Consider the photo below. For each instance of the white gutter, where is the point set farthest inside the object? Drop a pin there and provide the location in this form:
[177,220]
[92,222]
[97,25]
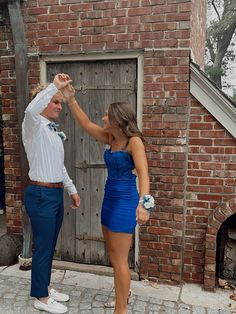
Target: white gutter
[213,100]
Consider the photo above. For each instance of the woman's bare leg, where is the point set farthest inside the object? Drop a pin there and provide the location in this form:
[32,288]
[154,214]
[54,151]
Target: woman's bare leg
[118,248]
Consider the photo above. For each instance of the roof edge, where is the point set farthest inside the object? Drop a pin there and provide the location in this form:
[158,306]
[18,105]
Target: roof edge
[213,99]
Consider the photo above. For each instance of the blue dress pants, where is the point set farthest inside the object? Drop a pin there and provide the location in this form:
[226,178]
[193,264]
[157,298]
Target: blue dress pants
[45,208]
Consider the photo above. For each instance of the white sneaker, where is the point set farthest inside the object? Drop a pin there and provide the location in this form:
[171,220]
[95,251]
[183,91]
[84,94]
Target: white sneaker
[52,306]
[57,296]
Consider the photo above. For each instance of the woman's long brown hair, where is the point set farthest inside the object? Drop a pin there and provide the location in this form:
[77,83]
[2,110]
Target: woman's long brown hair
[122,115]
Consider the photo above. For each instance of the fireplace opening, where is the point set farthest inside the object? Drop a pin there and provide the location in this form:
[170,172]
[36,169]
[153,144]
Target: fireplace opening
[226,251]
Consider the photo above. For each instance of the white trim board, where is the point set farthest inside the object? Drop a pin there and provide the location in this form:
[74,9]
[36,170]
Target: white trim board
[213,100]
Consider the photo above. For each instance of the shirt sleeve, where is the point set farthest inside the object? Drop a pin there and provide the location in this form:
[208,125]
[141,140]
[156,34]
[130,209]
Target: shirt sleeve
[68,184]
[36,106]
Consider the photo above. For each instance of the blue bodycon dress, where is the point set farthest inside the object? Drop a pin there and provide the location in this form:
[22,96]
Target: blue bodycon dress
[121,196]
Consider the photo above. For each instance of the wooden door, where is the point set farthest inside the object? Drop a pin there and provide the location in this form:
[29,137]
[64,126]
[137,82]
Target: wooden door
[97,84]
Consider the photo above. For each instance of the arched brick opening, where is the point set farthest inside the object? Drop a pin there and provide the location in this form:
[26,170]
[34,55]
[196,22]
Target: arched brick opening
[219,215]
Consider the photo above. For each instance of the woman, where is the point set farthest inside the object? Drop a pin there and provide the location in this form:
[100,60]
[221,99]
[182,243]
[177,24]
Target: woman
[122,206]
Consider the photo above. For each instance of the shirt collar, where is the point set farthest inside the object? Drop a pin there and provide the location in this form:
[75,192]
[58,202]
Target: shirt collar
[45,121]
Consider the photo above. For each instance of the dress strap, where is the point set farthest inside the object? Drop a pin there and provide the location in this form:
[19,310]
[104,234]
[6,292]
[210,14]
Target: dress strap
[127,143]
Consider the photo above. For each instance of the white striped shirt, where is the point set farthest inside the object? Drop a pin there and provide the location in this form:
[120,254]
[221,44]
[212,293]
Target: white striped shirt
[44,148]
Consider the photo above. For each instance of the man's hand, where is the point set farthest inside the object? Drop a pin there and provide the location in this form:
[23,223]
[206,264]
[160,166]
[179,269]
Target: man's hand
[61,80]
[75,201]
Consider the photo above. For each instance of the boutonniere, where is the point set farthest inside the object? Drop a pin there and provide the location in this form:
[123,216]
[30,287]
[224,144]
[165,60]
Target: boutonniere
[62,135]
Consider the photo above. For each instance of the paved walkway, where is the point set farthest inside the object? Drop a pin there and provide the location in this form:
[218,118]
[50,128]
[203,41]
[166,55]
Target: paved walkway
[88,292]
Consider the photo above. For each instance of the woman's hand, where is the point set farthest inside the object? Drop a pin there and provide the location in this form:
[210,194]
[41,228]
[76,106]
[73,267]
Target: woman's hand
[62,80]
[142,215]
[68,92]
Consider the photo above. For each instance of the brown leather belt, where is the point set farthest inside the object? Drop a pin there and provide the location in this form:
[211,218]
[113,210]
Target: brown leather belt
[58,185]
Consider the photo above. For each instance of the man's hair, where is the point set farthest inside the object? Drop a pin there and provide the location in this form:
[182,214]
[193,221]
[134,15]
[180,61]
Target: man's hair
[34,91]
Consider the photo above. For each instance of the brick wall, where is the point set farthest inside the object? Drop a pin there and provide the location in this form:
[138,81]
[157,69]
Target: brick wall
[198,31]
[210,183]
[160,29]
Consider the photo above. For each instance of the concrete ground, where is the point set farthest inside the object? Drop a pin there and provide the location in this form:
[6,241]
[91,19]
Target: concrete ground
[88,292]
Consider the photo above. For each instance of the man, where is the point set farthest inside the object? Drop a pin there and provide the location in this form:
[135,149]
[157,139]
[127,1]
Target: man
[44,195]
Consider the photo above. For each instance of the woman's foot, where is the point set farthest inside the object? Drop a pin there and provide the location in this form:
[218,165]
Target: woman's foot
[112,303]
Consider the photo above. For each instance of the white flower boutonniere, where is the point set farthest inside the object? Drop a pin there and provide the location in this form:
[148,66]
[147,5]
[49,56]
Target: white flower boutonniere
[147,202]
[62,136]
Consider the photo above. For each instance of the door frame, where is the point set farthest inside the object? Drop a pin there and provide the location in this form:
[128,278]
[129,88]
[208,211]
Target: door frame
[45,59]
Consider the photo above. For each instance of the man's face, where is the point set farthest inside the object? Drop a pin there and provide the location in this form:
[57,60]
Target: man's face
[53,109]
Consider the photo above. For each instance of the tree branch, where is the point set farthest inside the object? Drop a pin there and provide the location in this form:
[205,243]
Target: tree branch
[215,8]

##############################

**OBJECTIVE**
Using the material above, extract the line that contains "woman's foot, where" and every line after it, exactly as given; stop at the last line.

**THE SOLUTION**
Consider the photo above. For each instance of the woman's foot, where is the point set farthest inside the object? Drop a pin there and provide the location in this form:
[218,165]
Target: woman's foot
[112,303]
Consider the photo above. For each instance of the white flower boutonniere, where is the point set farthest inside the object? Drop a pin there and provide the location in this form:
[148,66]
[147,5]
[49,56]
Target: white flower boutonniere
[147,202]
[62,136]
Consider the photo above. For each instance of the door frame, where is the point set farthest inside the object? Drop a pin there and provide the location in this form:
[128,278]
[129,88]
[208,211]
Target: door frame
[45,59]
Consider the photo above. For each instance of the man's face, where is the point set farthest inside the object? Drop a pin there and provide the location in this form:
[57,60]
Target: man's face
[53,109]
Consider the photo above. For each instance of the tree branch, where is the point set farthest inside the object? Drop a pin there and provide the location in this form:
[205,243]
Target: tree branch
[215,8]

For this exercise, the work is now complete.